=== ACTION ITEM ===
Reproduce the data exactly and drop any pictures it holds.

━━━━━━━━━━━━━━━━━━━━

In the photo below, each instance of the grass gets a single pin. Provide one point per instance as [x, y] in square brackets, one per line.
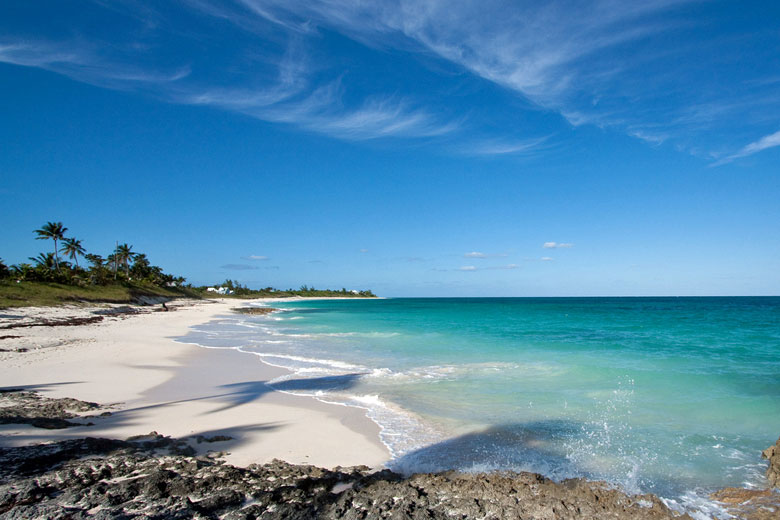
[41, 294]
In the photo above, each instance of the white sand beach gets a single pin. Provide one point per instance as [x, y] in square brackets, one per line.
[156, 384]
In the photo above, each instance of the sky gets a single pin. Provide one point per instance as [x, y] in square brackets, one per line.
[420, 148]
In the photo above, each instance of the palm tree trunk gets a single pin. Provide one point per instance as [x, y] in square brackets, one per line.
[56, 256]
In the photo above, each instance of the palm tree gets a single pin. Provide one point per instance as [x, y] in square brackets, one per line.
[124, 254]
[44, 260]
[55, 231]
[73, 248]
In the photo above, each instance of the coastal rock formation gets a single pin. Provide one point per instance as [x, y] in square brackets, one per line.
[157, 477]
[254, 310]
[773, 471]
[21, 407]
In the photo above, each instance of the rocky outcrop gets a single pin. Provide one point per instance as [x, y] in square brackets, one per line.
[156, 477]
[254, 310]
[22, 407]
[772, 453]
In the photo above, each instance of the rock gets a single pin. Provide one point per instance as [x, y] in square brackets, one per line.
[101, 478]
[254, 310]
[772, 453]
[21, 407]
[749, 504]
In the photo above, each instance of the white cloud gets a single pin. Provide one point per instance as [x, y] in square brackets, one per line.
[504, 147]
[508, 266]
[768, 141]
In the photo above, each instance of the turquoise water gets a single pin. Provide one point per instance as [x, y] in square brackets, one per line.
[675, 396]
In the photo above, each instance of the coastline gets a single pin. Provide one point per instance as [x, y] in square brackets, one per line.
[131, 361]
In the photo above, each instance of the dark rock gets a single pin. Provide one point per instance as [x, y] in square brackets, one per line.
[99, 478]
[254, 310]
[20, 407]
[772, 453]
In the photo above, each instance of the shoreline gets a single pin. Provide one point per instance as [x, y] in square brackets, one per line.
[157, 384]
[163, 385]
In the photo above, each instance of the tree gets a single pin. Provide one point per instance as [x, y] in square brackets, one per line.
[55, 231]
[124, 254]
[44, 260]
[73, 249]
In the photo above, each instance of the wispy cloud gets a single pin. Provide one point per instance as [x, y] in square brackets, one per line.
[471, 268]
[478, 254]
[605, 63]
[238, 267]
[504, 147]
[768, 141]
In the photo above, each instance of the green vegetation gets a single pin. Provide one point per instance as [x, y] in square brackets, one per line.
[40, 294]
[50, 280]
[121, 277]
[236, 290]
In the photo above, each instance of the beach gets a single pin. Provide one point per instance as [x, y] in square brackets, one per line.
[129, 362]
[197, 388]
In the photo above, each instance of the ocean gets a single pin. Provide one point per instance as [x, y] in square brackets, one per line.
[674, 396]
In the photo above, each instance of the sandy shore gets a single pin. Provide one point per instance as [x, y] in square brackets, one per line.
[157, 384]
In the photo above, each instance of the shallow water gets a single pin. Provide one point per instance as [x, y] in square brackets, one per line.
[675, 396]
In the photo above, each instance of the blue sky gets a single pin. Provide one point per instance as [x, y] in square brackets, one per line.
[415, 148]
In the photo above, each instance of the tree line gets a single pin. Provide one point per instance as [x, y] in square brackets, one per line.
[121, 265]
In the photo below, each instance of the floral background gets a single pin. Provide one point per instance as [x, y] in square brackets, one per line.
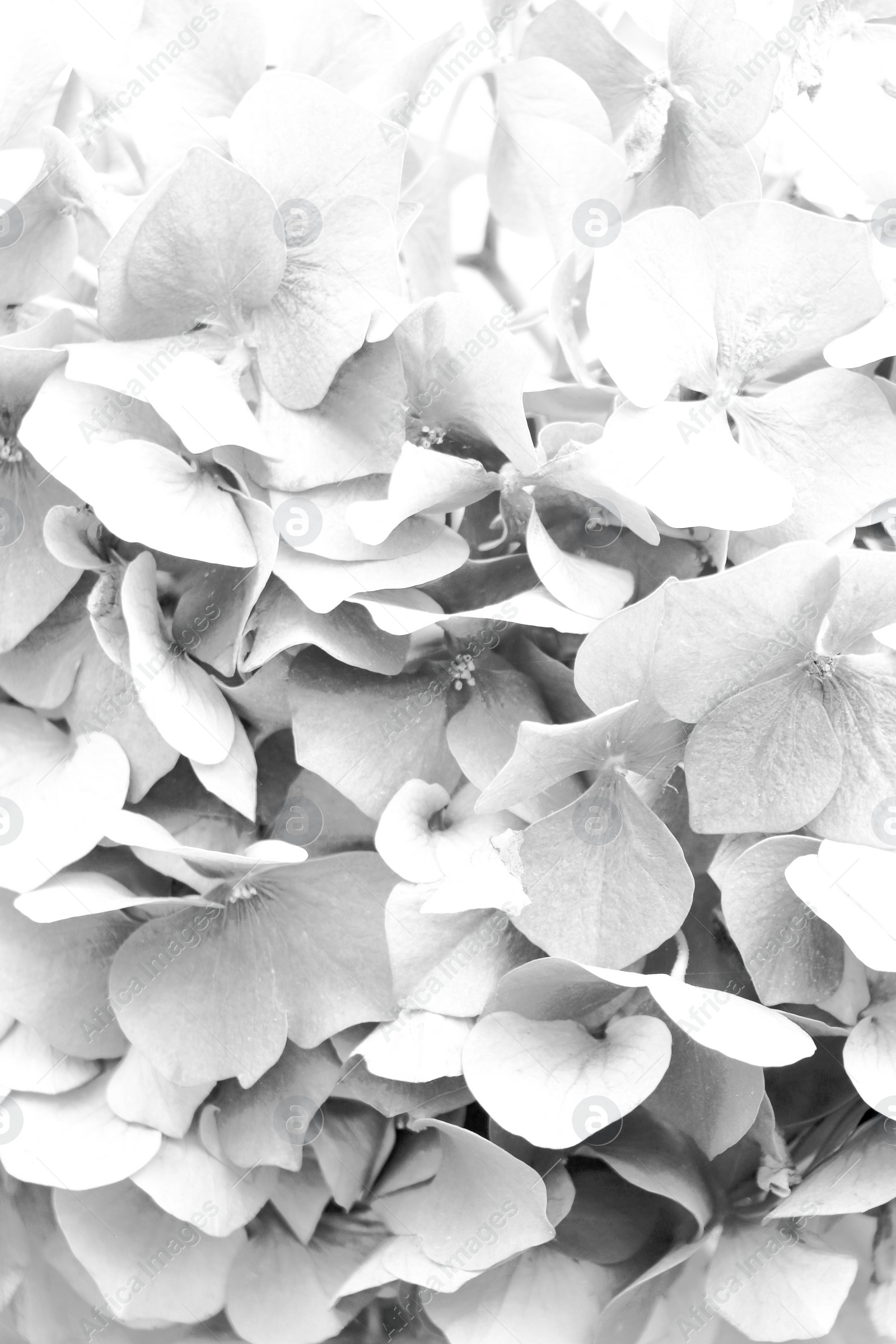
[448, 671]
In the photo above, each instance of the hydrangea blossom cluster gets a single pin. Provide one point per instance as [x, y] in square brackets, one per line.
[448, 673]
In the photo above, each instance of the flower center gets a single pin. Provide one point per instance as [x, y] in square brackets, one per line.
[820, 666]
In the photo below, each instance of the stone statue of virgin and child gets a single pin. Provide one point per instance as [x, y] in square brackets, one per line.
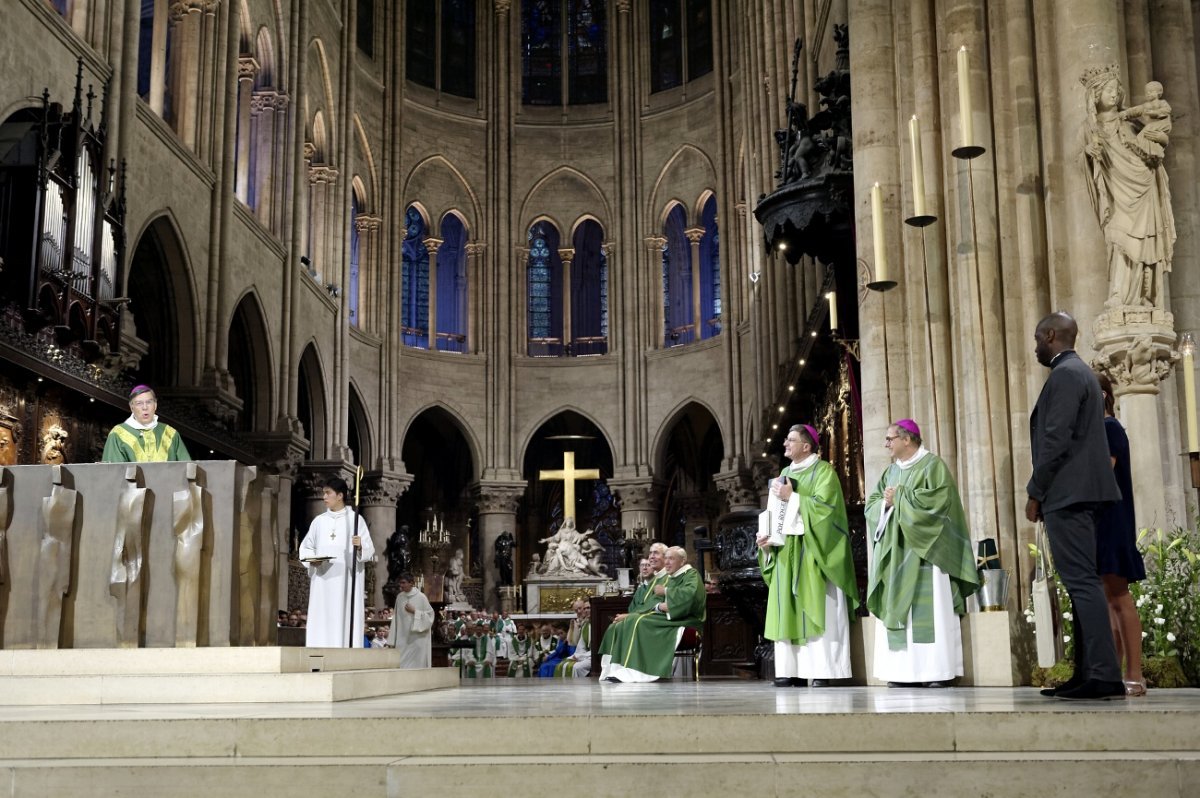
[1122, 153]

━━━━━━━━━━━━━━━━━━━━

=== ANSWER SPACE ===
In the photo below, each instance of the grass gets a single pin. Provide one point per instance as [x, y] in square brackets, one per line.
[41, 294]
In the photo above, each instance of the white sand beach gets a single pin. Provide one point per instance as [x, y] in square brackets, one per line.
[156, 384]
In the photo above, each instance of the sky gets a single pin. Provide one point per instance as [x, y] in square brackets, one per line.
[420, 148]
In the photo above, each instance of the palm tree trunk gets a single pin. Provide one point per instance as [x, y] in square brackets, one per line.
[56, 256]
In the photo above, each instance of the palm tree gets a single pin. Provide one point per instance as [x, y] in square brackets, one per line.
[124, 254]
[44, 260]
[55, 231]
[73, 248]
In the photo above, each instance of the coastal rock formation gets a single pin. Provide one point per instance as [x, y] in square brackets, one per line.
[157, 477]
[254, 310]
[773, 471]
[21, 407]
In the photo above, each instance of the rocky outcrop gets a single pin. Provide one point per instance as [x, y] in square brackets, one per line.
[156, 477]
[254, 310]
[22, 407]
[772, 453]
In the photo above, each instance of the rock gets a single pin. Provide one point per instance as [x, y] in square brackets, one per line.
[101, 478]
[254, 310]
[772, 453]
[21, 407]
[749, 504]
In the photo above, each instance of the white cloud gets a single pin. Provide one point per instance as [x, y] in square brackets, one per line.
[504, 147]
[508, 266]
[768, 141]
In the photo above, each instance of the turquoise water gets a single pin. Provide one point per instance as [x, y] in square brackets, one per line.
[675, 396]
In the photo above, each instance of the coastline gets a single pin. Provide one point per instance as [x, y] in square brackets, one per line.
[131, 361]
In the photo above, each instance of the dark rock gets a single pin. Provide one point per instance as [x, y] in square brackets, one per line.
[99, 478]
[254, 310]
[20, 407]
[772, 453]
In the photo above, each instance of the shoreline gets a single pin. Provide one point per instance as [x, y] in square brackets, one per line.
[157, 384]
[163, 385]
In the photo above, each instance of the tree gets a single pin. Provide one point per instance as [x, y] in square brackets, one per line.
[55, 231]
[124, 254]
[44, 260]
[73, 249]
In the photo above, each instance of the wispy cloud gets a single pin. Provide one point per instance as [x, y] in square brackets, one per line.
[471, 268]
[478, 254]
[605, 63]
[238, 267]
[504, 147]
[768, 141]
In the photo above, each instance of the green vegetation gets a single pin. Provide one point per instance as [x, y] in square brackets, one per line.
[40, 294]
[50, 280]
[121, 277]
[236, 290]
In the photo above, each instance of the beach gets a single pin. Provide one point per instance as [x, y] in square brackets, one per line.
[129, 362]
[197, 388]
In the photo above, each instance of the ocean gets a single pin. Provide one point per instance as [x, y] in square brackets, one per line.
[674, 396]
In the photo above, each instance of the sandy shore gets a single pin. Provide one point per instance as [x, y] in square brackets, one per line.
[157, 384]
In the photo above, each instance of the shallow water gets a single pin. Provide one point per instance as [x, y] in square brackets, one per line.
[675, 396]
In the photo above, each instance of the blue sky gets a single pin. Provide one point per instance as [x, y] in square brackets, one per line.
[415, 148]
In the photo above, each instance of the tree line gets a single pin. Provide one point per instance as [x, y] in square brackets, one per line.
[121, 265]
In the photo below, each instance of the floral background gets a single pin. Provide one point per instance as [x, y] in square brackets, one per line.
[448, 671]
In the photo above, each instance of the hydrangea blossom cluster gets a single pin. Provide one point per instance as [x, y] in square brackets, one per line.
[448, 673]
In the photo above, each instance of the flower center gets a single pin. Provide one point per instance as [x, y] in square brackets, one per line.
[820, 666]
In the photo below, each instance of the stone statue of virgin and child gets a single pin. Provide one point per instance as [x, y] in square brackets, one per line.
[1122, 153]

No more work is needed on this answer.